* **Extract to read**:
━━━━━━━━━━━━━━━━━━━━

Dr. Janice Fitzgerald says that so far this year, the province has recorded 230 confirmed cases of the vaccine-preventable respiratory tract infection, also known as pertussis.

Late last month, Quebec reported more than 11,000 cases during the same time period, while Ontario counted 470 cases, well above the five-year average of 98. In Quebec, the majority of patients are between the ages of 10 and 14.

Meanwhile, New Brunswick has declared a whooping cough outbreak across the province. A total of 141 cases were reported by last month, exceeding the five-year average of 34.

The disease can lead to severe complications among vulnerable populations including infants, who are at the highest risk of suffering from complications like pneumonia and seizures. Symptoms may start with a runny nose, mild fever and cough, then progress to severe coughing accompanied by a distinctive “whooping” sound during inhalation.

━━━━━━━━━━━━━━━━━━━━

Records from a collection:
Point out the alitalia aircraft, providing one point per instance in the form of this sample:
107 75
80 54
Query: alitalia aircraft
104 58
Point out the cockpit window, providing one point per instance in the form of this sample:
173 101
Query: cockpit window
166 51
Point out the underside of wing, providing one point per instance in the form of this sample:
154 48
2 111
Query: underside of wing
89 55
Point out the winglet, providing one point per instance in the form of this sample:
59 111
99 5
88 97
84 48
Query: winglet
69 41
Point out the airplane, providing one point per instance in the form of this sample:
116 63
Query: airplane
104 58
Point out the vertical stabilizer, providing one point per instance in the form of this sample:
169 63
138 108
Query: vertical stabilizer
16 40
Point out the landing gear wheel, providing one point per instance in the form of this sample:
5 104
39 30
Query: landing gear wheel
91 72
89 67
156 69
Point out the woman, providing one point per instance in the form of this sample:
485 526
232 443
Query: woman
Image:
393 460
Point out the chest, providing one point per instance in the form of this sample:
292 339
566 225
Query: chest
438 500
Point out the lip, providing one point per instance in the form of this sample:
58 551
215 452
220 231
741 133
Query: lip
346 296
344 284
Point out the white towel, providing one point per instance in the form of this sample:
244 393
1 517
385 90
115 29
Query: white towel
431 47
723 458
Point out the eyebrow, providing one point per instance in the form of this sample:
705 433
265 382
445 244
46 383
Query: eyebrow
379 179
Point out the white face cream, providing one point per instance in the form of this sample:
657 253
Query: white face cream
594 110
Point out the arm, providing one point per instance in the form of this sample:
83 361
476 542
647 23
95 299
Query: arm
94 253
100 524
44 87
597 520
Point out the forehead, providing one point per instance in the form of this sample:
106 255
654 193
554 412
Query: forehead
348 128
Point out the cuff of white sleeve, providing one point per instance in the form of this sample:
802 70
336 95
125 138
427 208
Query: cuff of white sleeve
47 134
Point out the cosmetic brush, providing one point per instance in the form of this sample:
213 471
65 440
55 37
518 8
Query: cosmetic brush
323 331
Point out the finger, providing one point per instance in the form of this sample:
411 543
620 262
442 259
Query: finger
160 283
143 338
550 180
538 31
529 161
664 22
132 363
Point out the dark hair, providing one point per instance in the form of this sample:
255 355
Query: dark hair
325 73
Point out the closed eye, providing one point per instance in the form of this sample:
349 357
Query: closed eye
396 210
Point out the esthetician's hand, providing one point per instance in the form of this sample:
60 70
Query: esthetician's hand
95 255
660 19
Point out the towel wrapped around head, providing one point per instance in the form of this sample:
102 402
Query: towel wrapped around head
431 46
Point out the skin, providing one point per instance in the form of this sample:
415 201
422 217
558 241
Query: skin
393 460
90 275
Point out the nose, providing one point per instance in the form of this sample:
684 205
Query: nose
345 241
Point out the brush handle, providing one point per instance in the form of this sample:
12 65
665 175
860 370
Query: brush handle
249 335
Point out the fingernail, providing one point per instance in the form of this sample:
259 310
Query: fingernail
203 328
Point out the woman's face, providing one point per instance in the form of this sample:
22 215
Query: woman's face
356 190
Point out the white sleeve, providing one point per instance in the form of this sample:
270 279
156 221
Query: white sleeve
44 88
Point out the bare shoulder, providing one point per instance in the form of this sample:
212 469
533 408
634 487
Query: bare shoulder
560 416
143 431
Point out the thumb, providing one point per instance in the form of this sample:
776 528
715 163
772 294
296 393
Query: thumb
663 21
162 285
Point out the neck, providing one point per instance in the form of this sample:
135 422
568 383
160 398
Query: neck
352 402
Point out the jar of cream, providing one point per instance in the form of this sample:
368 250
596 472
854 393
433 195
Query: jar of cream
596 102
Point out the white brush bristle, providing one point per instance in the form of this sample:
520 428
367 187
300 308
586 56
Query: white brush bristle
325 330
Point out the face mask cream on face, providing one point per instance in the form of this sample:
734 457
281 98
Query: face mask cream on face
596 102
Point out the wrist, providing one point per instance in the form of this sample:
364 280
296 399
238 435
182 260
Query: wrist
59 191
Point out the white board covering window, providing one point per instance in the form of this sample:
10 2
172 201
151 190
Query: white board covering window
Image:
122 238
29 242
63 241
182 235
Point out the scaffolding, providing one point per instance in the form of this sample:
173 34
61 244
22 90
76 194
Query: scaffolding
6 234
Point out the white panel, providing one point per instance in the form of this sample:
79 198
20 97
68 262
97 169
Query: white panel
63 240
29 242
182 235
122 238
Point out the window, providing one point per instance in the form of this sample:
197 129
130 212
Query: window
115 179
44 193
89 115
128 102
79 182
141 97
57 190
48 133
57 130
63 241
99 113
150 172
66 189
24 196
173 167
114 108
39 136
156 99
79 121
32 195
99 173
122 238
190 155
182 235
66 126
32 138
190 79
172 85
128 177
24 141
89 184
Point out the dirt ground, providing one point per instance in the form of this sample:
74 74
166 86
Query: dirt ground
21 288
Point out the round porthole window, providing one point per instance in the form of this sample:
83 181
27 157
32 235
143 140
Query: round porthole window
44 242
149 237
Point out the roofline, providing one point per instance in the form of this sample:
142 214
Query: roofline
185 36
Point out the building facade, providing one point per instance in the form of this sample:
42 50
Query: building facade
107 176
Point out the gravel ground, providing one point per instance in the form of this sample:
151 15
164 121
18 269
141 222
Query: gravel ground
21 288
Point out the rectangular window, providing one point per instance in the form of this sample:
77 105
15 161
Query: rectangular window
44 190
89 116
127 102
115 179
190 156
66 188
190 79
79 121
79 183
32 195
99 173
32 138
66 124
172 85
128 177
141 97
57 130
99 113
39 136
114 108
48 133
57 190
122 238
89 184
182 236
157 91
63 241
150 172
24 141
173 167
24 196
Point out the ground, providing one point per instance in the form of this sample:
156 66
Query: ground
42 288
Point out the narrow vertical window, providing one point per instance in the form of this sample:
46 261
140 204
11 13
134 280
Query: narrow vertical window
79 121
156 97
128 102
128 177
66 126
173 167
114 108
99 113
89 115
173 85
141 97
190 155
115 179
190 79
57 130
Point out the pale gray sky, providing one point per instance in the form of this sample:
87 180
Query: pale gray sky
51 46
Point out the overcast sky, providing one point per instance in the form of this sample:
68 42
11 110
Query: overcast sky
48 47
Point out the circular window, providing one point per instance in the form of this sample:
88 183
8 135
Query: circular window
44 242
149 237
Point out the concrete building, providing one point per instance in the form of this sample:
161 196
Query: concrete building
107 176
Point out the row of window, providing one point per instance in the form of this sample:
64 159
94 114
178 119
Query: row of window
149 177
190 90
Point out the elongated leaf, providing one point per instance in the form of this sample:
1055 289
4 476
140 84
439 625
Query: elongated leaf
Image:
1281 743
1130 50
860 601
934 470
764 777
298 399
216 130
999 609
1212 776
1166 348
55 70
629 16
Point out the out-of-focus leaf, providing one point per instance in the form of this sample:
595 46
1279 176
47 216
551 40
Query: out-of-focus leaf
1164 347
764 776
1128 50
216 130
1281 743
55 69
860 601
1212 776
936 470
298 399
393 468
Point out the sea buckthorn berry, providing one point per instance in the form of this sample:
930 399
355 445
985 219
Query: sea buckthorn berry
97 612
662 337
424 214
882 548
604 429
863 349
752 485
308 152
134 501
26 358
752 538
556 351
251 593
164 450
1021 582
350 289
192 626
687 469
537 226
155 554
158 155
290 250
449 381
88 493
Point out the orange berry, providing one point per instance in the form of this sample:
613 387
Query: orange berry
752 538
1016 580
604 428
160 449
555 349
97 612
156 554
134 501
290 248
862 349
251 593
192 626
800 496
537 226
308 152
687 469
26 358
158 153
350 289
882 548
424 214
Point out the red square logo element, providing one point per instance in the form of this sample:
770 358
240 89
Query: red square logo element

━━━━━━━━━━━━━━━━━━━━

* **Problem set**:
#1 In the whooping cough text, replace "five-year average" with "five-year mean" and give the stretch from "Late last month, Quebec" through "average of 34.".
#2 In one to three sentences, explain why the whooping cough text treats infants as a particular concern.
The records are separate material and have no connection to the whooping cough text.

* **Task-by-task solutions**:
#1
Late last month, Quebec reported more than 11,000 cases during the same time period, while Ontario counted 470 cases, well above the five-year mean of 98. In Quebec, the majority of patients are between the ages of 10 and 14.

Meanwhile, New Brunswick has declared a whooping cough outbreak across the province. A total of 141 cases were reported by last month, exceeding the five-year mean of 34.

#2 Infants are among the vulnerable populations in whom the disease can lead to severe complications. They are at the highest risk of suffering complications such as pneumonia and seizures.